§ GELESENES ANWENDEN:
#1 Beantworte diese Fragen zum Text über barrierefreie Arztpraxen:
(a) Wer stellte das neue Kooperationsprojekt in einer gemeinsamen Pressekonferenz vor?
(b) Unter welcher Internetadresse können behinderte Patienten nach passenden Arztpraxen suchen?
(c) Wie viele der dort angeführten Praxen sind stufenlos erreichbar?
#2 Wie könnte der Text über barrierefreie Arztpraxen weitergehen? Schreibe ihn im Anschluss an seinen letzten Satz fort.

§ VORLIEGENDER AUSZUG:
☆ ☆ ☆ ☆ ☆ ☆ ☆

Barrierefreie Arztpraxen: Durchbruch in Sicht?

In einer gemeinsamen Pressekonferenz der Wiener Ärztekammer und BIZEPS wurde kürzlich ein neues Kooperationsprojekt vorgestellt.

Dorner und Srb-Rössler bei Pressekonferenz 060420
Ladstätter, Markus

Nunmehr können die Messdaten von geeigneten und von BIZEPS vermessenen Ordinationen auf der Homepage der Ärztekammer für Wien abgefragt werden.

Damit ist zwar ein weiterer Schritt in Richtung barrierefreie Praxen getan, doch sind noch längst nicht alle Probleme gelöst.

Mit ihrem Beschluss, die Messdaten von Wiener Ordinationen auf der Homepage der Ärztekammer zu stellen, hat die Wiener Ärztekammer ihr Interesse an einer Verbesserung der derzeitigen, für behinderte Patienten nach wie vor unbefriedigenden Situation klar zum Ausdruck gebracht.

Praxisplan

Unter www.praxisplan.at können be­hinderte Patienten ab sofort nach Arztpraxen suchen, die ihren jeweiligen Bedürfnissen entgegenkommen. Von den derzeit mehr als 300 angeführten Praxen sind 178 stufenlos erreichbar. Aber nur ein Teil kann als komplett barrierefrei bezeichnet werden, da die Lifte oftmals zu klein sind, ein Behinderten-WC fehlt oder keine Vorkehrungen für Menschen mit Sinnesbe­hin­derungen getroffen worden sind.

Dennoch wurden auch Praxen vermessen, welche nicht stufenlos erreichbar sind, weil sie andere positive Merkmale aufweisen bzw. die Praxisinhaber ihr Interesse an einer Verbesserung der Situation kundgetan haben.

☆ ☆ ☆ ☆ ☆ ☆ ☆

§ INHALT DER DATENSÄTZE:

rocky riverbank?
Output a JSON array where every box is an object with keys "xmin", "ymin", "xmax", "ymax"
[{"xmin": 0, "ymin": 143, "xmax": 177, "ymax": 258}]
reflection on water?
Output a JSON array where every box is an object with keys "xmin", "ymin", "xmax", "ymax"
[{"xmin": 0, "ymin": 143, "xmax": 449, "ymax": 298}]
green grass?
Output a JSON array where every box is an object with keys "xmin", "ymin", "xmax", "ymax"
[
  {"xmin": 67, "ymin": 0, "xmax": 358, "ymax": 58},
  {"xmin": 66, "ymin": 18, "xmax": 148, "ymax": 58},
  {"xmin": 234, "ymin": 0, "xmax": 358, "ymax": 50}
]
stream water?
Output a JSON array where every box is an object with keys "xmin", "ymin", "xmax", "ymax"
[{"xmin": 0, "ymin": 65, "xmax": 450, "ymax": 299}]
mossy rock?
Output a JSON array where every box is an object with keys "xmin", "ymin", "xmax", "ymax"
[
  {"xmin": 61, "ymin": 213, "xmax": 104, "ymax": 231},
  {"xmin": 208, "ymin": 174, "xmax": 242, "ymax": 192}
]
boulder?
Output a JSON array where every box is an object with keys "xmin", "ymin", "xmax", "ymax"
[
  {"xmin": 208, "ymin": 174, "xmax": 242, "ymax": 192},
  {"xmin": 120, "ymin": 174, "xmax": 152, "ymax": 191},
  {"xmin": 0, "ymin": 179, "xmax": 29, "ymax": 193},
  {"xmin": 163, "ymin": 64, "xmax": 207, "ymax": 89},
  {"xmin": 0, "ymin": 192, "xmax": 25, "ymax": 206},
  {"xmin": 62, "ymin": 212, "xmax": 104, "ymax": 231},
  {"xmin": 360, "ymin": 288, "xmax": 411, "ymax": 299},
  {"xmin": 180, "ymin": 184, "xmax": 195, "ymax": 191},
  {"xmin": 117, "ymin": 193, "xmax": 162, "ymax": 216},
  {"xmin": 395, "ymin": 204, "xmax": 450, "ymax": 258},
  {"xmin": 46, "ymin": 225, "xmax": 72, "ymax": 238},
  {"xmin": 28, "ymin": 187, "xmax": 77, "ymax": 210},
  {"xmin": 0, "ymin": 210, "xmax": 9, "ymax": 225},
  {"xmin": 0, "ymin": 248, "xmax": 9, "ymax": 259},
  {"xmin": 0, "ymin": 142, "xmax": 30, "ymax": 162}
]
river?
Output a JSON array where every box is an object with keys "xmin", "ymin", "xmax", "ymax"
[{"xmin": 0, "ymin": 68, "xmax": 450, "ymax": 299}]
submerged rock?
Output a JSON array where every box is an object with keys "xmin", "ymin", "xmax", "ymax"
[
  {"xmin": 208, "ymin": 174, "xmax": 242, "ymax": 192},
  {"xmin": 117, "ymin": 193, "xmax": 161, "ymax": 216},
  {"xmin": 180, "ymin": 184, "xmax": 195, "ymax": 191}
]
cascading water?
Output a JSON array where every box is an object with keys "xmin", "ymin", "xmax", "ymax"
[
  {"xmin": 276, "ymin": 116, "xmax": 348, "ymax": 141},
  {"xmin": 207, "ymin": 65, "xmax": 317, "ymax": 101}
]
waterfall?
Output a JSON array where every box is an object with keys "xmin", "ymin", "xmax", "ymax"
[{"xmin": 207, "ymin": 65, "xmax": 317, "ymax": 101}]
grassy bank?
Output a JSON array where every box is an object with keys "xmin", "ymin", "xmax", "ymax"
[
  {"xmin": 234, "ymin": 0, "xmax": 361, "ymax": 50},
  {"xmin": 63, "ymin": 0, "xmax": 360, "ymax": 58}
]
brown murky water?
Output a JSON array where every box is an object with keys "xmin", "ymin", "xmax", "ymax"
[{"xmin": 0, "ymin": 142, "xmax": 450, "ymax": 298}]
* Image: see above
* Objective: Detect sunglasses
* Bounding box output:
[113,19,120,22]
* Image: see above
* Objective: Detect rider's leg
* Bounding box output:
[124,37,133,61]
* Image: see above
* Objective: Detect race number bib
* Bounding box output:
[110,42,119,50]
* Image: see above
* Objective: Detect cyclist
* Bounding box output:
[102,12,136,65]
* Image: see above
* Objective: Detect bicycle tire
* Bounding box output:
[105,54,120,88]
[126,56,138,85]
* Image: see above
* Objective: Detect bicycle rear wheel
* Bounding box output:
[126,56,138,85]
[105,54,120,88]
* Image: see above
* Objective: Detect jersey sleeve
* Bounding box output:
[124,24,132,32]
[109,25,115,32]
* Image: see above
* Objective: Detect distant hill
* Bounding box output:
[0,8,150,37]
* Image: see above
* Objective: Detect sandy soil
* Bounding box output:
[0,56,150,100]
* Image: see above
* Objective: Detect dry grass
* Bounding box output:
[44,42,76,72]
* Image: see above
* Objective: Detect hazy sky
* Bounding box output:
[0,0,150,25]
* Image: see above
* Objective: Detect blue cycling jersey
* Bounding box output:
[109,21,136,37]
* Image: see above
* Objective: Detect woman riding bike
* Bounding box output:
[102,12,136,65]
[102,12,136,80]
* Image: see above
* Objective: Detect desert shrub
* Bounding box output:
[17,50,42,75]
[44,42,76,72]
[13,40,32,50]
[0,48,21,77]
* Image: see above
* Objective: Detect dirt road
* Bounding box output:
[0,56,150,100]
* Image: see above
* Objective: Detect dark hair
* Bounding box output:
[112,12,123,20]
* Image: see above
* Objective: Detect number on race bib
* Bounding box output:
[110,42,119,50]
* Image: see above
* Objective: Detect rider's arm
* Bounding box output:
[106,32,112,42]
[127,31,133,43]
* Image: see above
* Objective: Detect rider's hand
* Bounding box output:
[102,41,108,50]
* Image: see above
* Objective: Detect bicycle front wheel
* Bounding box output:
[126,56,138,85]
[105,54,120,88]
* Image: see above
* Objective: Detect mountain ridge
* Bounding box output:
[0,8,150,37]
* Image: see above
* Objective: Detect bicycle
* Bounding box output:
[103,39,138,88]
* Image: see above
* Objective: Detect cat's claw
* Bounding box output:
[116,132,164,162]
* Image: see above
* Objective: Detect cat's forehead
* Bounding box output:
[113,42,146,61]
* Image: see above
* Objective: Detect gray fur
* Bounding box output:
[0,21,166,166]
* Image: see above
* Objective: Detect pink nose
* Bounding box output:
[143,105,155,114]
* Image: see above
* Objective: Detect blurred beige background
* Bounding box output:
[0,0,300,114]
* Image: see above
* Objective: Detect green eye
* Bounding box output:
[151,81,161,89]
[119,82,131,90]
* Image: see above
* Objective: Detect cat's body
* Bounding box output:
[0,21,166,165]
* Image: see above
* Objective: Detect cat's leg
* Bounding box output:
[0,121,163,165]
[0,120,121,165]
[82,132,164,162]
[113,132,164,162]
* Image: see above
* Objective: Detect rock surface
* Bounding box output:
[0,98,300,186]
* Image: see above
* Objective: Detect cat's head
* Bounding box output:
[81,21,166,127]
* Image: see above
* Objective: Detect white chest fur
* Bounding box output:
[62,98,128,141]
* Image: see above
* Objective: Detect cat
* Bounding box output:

☆ ☆ ☆ ☆ ☆ ☆ ☆

§ ERGEBNISSE JE AUFGABE:
#1
(a) Die Wiener Ärztekammer und BIZEPS.
(b) Unter www.praxisplan.at.
(c) 178 von derzeit mehr als 300 Praxen.

#2
Überhaupt konnten wir die Erfahrung machen, dass eine Vermessung der Ordinationsräumlichkeiten oftmals ein nachfolgendes Informations- oder Beratungsgespräch über weitere notwendige Maßnahmen zur Folge hat.

Praxen nach einheitlichen Kriterien vermessen

Ziel ist es, alle bestehenden Praxen nach einheitlichen Kriterien zu vermessen. Damit stehen für die Betroffenen endlich umfassende und zuverlässige Informationen zur Verfügung anstelle der von den Ärzten bisher getätigten Selbsteinschätzungen, die sich in sehr vielen Fällen als unrichtig und fehlerhaft erwiesen haben.

Dies deshalb, weil jeder Arzt unter „behindertengerecht“ etwas anderes verstanden hat und oftmals bestehende Stufen als solche gar nicht wahrgenommen wurden. Böse Überraschungen vor Ort können so mit den online gestellten Messdaten vermieden werden.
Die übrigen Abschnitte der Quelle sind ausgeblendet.